TASK DIRECTIONS: Leaving out the pictures, copy each record below exactly.
◆ ◆ ◆
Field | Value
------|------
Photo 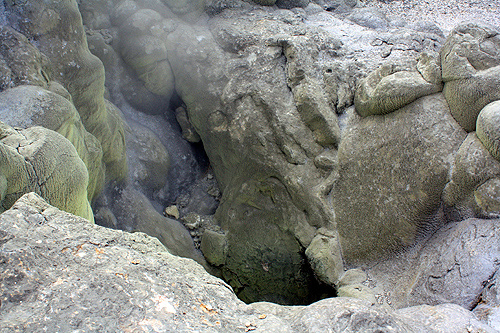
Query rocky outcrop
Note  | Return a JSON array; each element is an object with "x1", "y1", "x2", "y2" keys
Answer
[
  {"x1": 0, "y1": 193, "x2": 495, "y2": 332},
  {"x1": 5, "y1": 0, "x2": 128, "y2": 183},
  {"x1": 0, "y1": 123, "x2": 93, "y2": 222},
  {"x1": 440, "y1": 23, "x2": 500, "y2": 132},
  {"x1": 334, "y1": 94, "x2": 466, "y2": 264}
]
◆ ◆ ◆
RESULT OF THIS EXERCISE:
Field | Value
------|------
Photo 
Query rocky outcrop
Note  | Return a JSON array; each element is an object with "x1", "y1", "x2", "y2" keys
Answer
[
  {"x1": 0, "y1": 193, "x2": 495, "y2": 332},
  {"x1": 5, "y1": 0, "x2": 128, "y2": 183},
  {"x1": 0, "y1": 123, "x2": 93, "y2": 222},
  {"x1": 440, "y1": 23, "x2": 500, "y2": 132},
  {"x1": 334, "y1": 94, "x2": 466, "y2": 264}
]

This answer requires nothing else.